You’re taking a cruise back to the USA?

JOHN: Yeah, we decided to pamper ourselves on the final leg of the journey, and come home a bit more relaxed after 420 days on the road. No jetlag, no airport madness, and our parents with us as well, which was an added bonus. Amy has more to say about this…

AMY: We knew John’s parents were joining us but then my mom surprised us! She just showed up at dinner the first night on the ship. I was speechless. It’s been an amazing 7-day, trans-Atlantic journey with our parents on the QM2!

How many countries did you visit? What were they?

AMY: We visited 42 countries plus Hong Kong (which John thinks should count as a separate country, but it’s not…it’s China). The countries were (in order): Japan, South Korea, North Korea, Taiwan, China, Vietnam, Cambodia, Laos, Thailand, Myanmar, Malaysia, Singapore, Indonesia, New Zealand, Australia, India, South Africa, Zimbabwe, Botswana, Argentina, Uruguay, Chile, Brazil, Spain, Portugal, France, Monaco, Italy, Slovenia, Croatia, Bosnia & Herzegovina, Montenegro, Hungary, Austria, Germany, Luxembourg, Belgium, England, Wales, Scotland, Ireland, and Northern Ireland.

JOHN: We were only in North Korea for a few minutes, during our DMZ tour, but we’re counting that. Our visit to Slovenia consisted of lunch, and Monaco was a day trip. Everywhere else we actually spent a night, a week, or a month…

‪No visits to Russia, Turkey, Egypt, Dubai, Scandinavia, Morocco, Iceland, Cuba, Maldives, et cetera? Trip #2 somewhere in the future?‬‬‬‬‬‬‬‬

JOHN: This is a question we get all the time – why didn’t you go to (fill-in-the-blank)? There’s just too much world, unfortunately, and we had some event deadlines to meet, so time was a limiting factor as well. Those are all places we’d like to go, but they didn’t fit into our plans this time around. I’ve actually been to Russia, Turkey, Egypt, and Morocco before, and Amy and I spent nine days in Scandanavia in early 2013. As far as Trip #2 – sometime, we hope, but it wouldn’t be on the same scale, and certainly not very soon.

:: EXERCISE TASKS ::
**A)** In the travel interview, list the countries John names in the sentence that begins "I've actually been to."
**B)** Reproduce everything in the travel interview from "AMY: We knew" down to "on the QM2!".

:: GIVEN INFORMATION ::
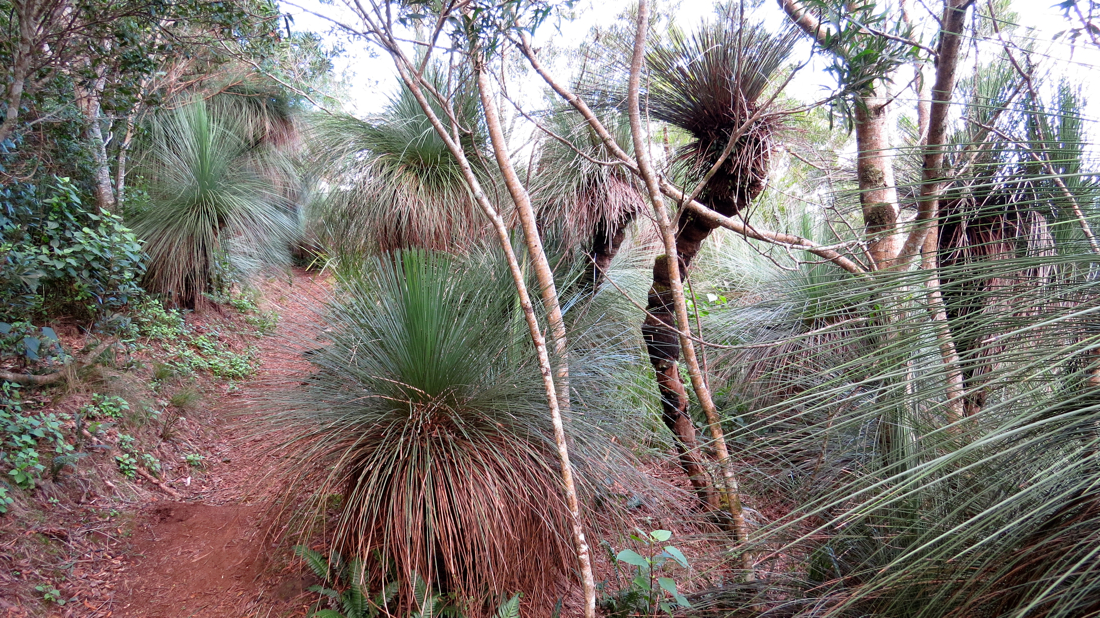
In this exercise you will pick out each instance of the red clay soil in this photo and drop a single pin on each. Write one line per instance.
(209, 558)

:: RESPONSES FOR EACH TASK ::
**A)** Russia, Turkey, Egypt, Morocco

**B)**
AMY: We knew John’s parents were joining us but then my mom surprised us! She just showed up at dinner the first night on the ship. I was speechless. It’s been an amazing 7-day, trans-Atlantic journey with our parents on the QM2!